Document extract
--- START ---
Author Andy Hall examines his life compared to stereotypes of the man box and finds peace with his androgyny.
I WOULDN’T CALL myself a metrosexual. I am too slovenly for such a designation. But I definitely don’t fit the alpha male stereotype. I am heterosexual, so far as I know, but I don’t hunt, don’t drink much, am terrible at sports, poorly coordinated, and I vote Democrat. That would seem to mean I am a girl. Morton Downy Jr. once called me a girl when I stood up to ask him a question at a debate.
What is it that would make me fear being a girl? At kindergarten, the teacher tried to get me to eat my disgusting lunch by assuring me that God was not a girl. Why would I care if God is a girl or not? I just don’t want to eat this fish covered in cheese that smells like the heart of a goat. I didn’t say that… but I should have. It would have been odd saying that at five years old.
I have never been a cross-dresser either … I tried on my mom’s nightgown once and didn’t find it appealing. Granted, at age five, the nightgown didn’t fit properly over me, but had it, I might have taken up the occupation of a cross-dresser.
My mom once told me that had I been a girl, I would have been named Wendy.
My mother was rather progressive, but in the 1970’s, child psychology remained, by and large, outdated and pastel. She had not read Doctor Spock. I was usually well behaved, but not always. When I was bratty and threw a tantrum, my mother threatened to take me into the ladies room and spank me. I don’t know what I feared most: the spanking or the shame of going into the ladies’ room, or the odors of bathroom business?
My best friend was Jenny. Jenny lived up the street, had a famous dad, and was six months older than me. This was like six years to a six-year-old, so I looked up to her. She was mature. I was in love with her, but she was in love with Robin. It turned out, she was only a lipstick lesbian, as she married Mike twenty years later.
My childhood was not idyllic by any means, and gender identity itself was not a tremendous influence on me, at least overtly. My family was the alcoholic family. My dad drank, beat me. My mother slept, unaware. Those were my formative years.
Men were quite a turnoff for me. Women, elusive. But my father sobered up and grew docile and loving, and my mother grew into the breadwinner of the family. My father also became, more and more, the recluse, the curmudgeon, the old man withering away, writing the great American novel, getting rejected constantly. Instead of hitting the bottle or my backside, he hit the keyboards for long hours, writing words that have gone largely unread, except by a few friends and people grateful for the mention of their names. He always put in a kind word for some, and could bite ferociously at those who crossed or irritated him.
As he withdrew, defeated in his career aspirations, long past his prime, he became addicted to westerns, and White basketball stars. John Wayne on one hand, and Larry Bird on the other. He was the great White hopelessness. The whale attacking the Pequod, the monster fading in the distance, carrying his soul down the canyon. The end of masculinity.
I, on the other hand, became my mother’s chosen date. My teens were spent going to the theater and to hundreds of movies with my ma… Fanny and Alexander, My Life as a Dog, Stop Making Sense, Space Balls, Broadcast News, Kiss of the Spider-Woman, Star Trek IV.
When I did go out with my dad, it was Rambo, Missing In Action, Missing In Action II, Clint Eastwood, Bruce Willis, you name it. It may surprise you to know this, but my dad is a Democrat.
--- END ---
Information provided
--- START ---
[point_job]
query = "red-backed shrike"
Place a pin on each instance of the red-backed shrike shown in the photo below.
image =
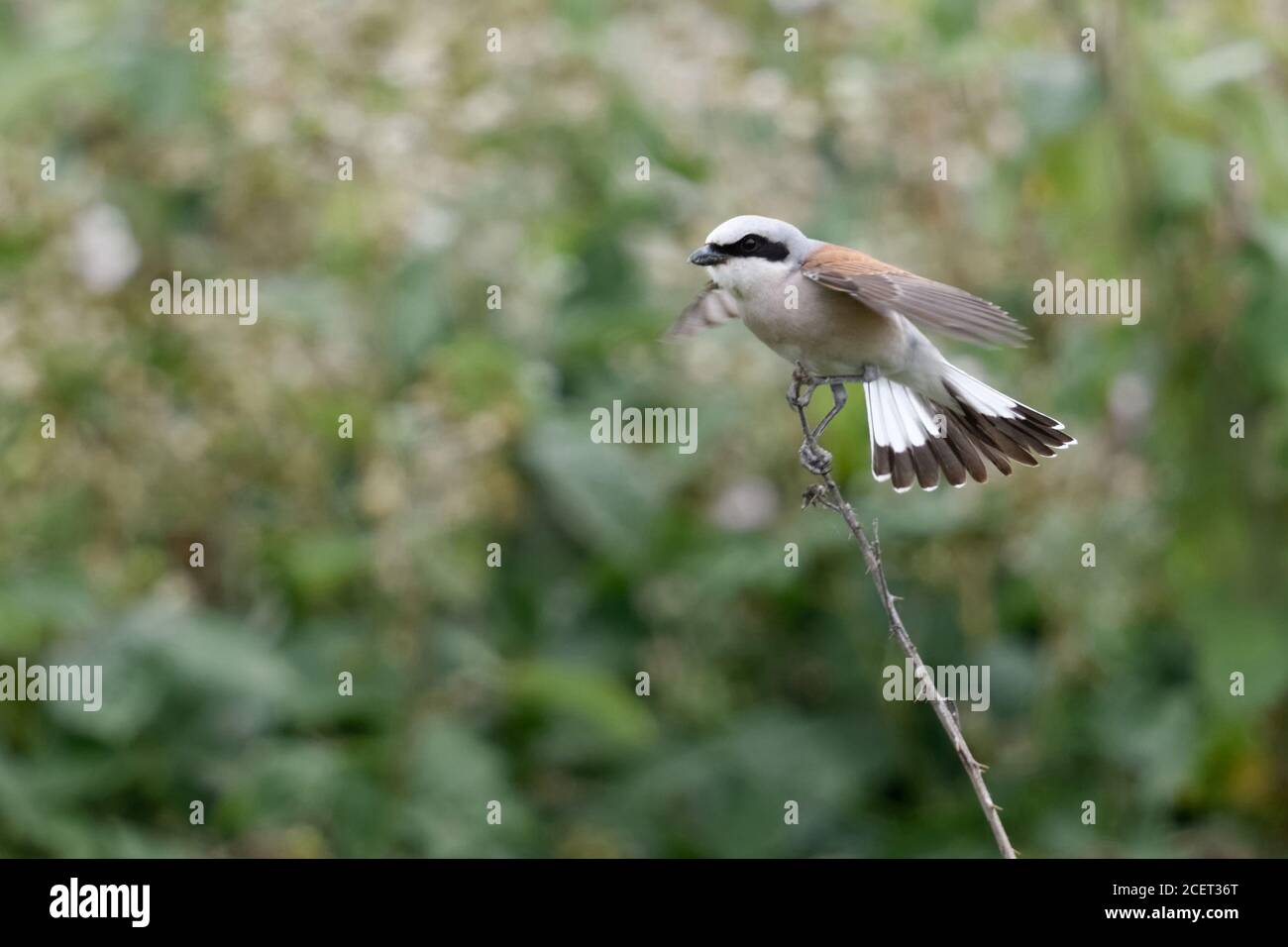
(845, 316)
--- END ---
Problem set
1. Answer these questions from the essay on androgyny, one line each:
(a) What name would the author have been given as a girl?
(b) How much older than the author was Jenny?
(c) Which political party does the author's father vote for?
2. List every movie the essay on androgyny names as one the author saw with his mother.
3. Print the part of the essay on androgyny starting with "As he withdrew, defeated" and going on through "end of masculinity.".

Task solutions
1.
(a) Wendy
(b) Six months
(c) The Democratic Party

2.
Fanny and Alexander
My Life as a Dog
Stop Making Sense
Space Balls
Broadcast News
Kiss of the Spider-Woman
Star Trek IV

3.
As he withdrew, defeated in his career aspirations, long past his prime, he became addicted to westerns, and White basketball stars. John Wayne on one hand, and Larry Bird on the other. He was the great White hopelessness. The whale attacking the Pequod, the monster fading in the distance, carrying his soul down the canyon. The end of masculinity.